- **AUFGABENSTELLUNG A**: Fasse im Textabschnitt über die Friedhofsgebühren den Absatz, der mit „Stefan Oppman (UWG) plädierte“ beginnt, als kurze Stichpunktliste zusammen, ohne seine wesentlichen Aussagen zu verlieren.
- **AUFGABENSTELLUNG B**: Für wie viel Euro wurde laut dem Textabschnitt über die Friedhofsgebühren die Aussegnungshalle saniert?
- **AUFGABENSTELLUNG C**: Übersetze den folgenden Satz aus dem Textabschnitt über die Friedhofsgebühren ins Englische: „Schließlich werde auch der Pflegeaufwand für den Bauhof immer größer.“

-------- TEXTABSCHNITT --------

Stefan Oppman (UWG) plädierte für seine Fraktion für einen Deckungsgrad von 100 Prozent angesichts dessen, was in den letzten Jahren in beiden Friedhöfen an Instandhaltung und Unterhalt die Gemeinde gemacht hat und dass der Waldfriedhof nicht nur ein Friedhof sondern Parkcharakter hat und ein Aufenthaltsort ist. Er sprach sich zudem für gleiche Gebühren in beiden Friedhöfen aus,. Auch in den nächsten Jahren würden durch die immer mehr freiwerdenden Grabfelder wieder Planungs- und Investitionskosten entstehen. Schließlich werde auch der Pflegeaufwand für den Bauhof immer größer.
Christina Feiler (Grüne) wollte wissen, wie hoch der Deckungsgrad in anderen Gemeinden sei. Bürgerbüroleiter MartinMarkert berichtete, dass der Referent bei der kürzlich besuchten Fortbildung der Meinung war, dass es schon sehr gut sei, wenn eine Gemeinde eine Kostendeckung von 60 bis 70 Prozent erreiche. Günther Thein (Grüne) sprach sich ebenfalls für gleiche Gebühren in beiden Friedhöfen aus.
Schließlich wurde dem Vorschlag bei einer Gegenstimme zugestimmt, die Entscheidung zu vertagen und die Verwaltung zu beauftragen, getrennt nach den beiden Friedhöfen, auf die bisherigen Gebühren unterschiedliche pauschale Prozent-Aufschläge zu berechnen.
Investitionen Waldfriedhof
Übergabefeier der für 850.000 Euro sanierten 50 Jahre alten Aussegnungshalle im Oktober 2021.

-------- VORLIEGENDE DATEN --------

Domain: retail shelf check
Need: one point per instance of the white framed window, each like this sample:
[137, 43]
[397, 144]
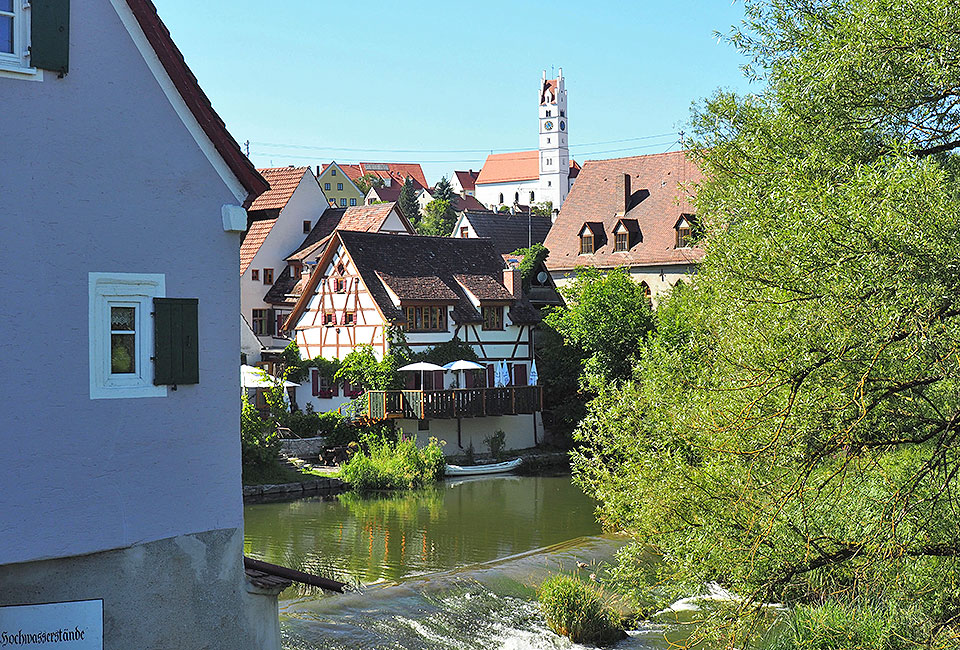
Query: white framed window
[121, 334]
[15, 39]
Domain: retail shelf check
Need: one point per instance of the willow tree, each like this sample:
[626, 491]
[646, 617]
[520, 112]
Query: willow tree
[790, 431]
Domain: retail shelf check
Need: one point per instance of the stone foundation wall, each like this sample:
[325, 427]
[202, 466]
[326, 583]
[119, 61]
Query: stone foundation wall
[303, 447]
[181, 592]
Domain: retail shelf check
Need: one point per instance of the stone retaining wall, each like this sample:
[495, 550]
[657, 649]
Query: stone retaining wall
[302, 447]
[293, 490]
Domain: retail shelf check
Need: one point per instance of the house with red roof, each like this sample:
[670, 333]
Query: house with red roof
[339, 184]
[543, 174]
[289, 284]
[434, 289]
[632, 213]
[279, 219]
[120, 490]
[392, 174]
[464, 183]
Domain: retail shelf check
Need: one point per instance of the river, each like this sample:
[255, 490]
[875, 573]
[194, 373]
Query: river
[451, 567]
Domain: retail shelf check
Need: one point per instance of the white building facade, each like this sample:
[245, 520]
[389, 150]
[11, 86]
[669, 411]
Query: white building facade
[530, 177]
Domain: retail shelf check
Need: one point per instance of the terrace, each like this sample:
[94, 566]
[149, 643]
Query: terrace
[447, 404]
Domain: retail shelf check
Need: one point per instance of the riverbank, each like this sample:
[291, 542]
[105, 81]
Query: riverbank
[535, 463]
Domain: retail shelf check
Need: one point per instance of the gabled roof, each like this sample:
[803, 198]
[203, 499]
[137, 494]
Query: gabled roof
[253, 240]
[196, 100]
[368, 218]
[467, 179]
[396, 172]
[548, 94]
[283, 182]
[419, 269]
[656, 200]
[508, 232]
[514, 166]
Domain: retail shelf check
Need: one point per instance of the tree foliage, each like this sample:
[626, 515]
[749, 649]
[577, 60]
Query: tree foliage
[407, 202]
[791, 428]
[438, 219]
[607, 319]
[443, 191]
[533, 259]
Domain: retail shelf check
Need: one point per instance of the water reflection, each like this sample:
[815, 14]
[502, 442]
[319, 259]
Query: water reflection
[390, 537]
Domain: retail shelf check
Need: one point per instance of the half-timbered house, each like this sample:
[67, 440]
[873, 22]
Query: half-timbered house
[435, 289]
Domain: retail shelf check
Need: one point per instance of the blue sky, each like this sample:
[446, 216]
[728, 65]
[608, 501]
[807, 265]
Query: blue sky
[308, 81]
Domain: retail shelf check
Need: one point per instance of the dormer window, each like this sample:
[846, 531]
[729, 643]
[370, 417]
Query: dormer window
[621, 242]
[586, 243]
[625, 234]
[590, 237]
[684, 229]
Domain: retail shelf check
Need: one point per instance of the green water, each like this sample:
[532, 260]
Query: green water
[453, 567]
[455, 524]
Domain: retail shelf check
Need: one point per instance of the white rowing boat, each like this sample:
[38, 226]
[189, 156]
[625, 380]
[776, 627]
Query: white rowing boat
[472, 470]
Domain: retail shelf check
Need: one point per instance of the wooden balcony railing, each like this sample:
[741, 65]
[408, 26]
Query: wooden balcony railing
[445, 404]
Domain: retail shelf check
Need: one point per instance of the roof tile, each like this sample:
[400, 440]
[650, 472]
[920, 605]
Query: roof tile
[658, 198]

--------

- **LÖSUNG A**:
- Stefan Oppman (UWG) fordert für seine Fraktion einen Deckungsgrad von 100 Prozent.
- Begründung: Die Gemeinde hat in den letzten Jahren viel in Instandhaltung und Unterhalt beider Friedhöfe investiert.
- Der Waldfriedhof ist nicht nur Friedhof, sondern hat Parkcharakter und ist ein Aufenthaltsort.
- Oppman spricht sich für gleiche Gebühren in beiden Friedhöfen aus.
- Durch immer mehr freiwerdende Grabfelder entstehen auch künftig Planungs- und Investitionskosten.
- Der Pflegeaufwand für den Bauhof wird immer größer.

- **LÖSUNG B**: Für 850.000 Euro.

- **LÖSUNG C**: Finally, the maintenance workload for the municipal works yard would also keep growing.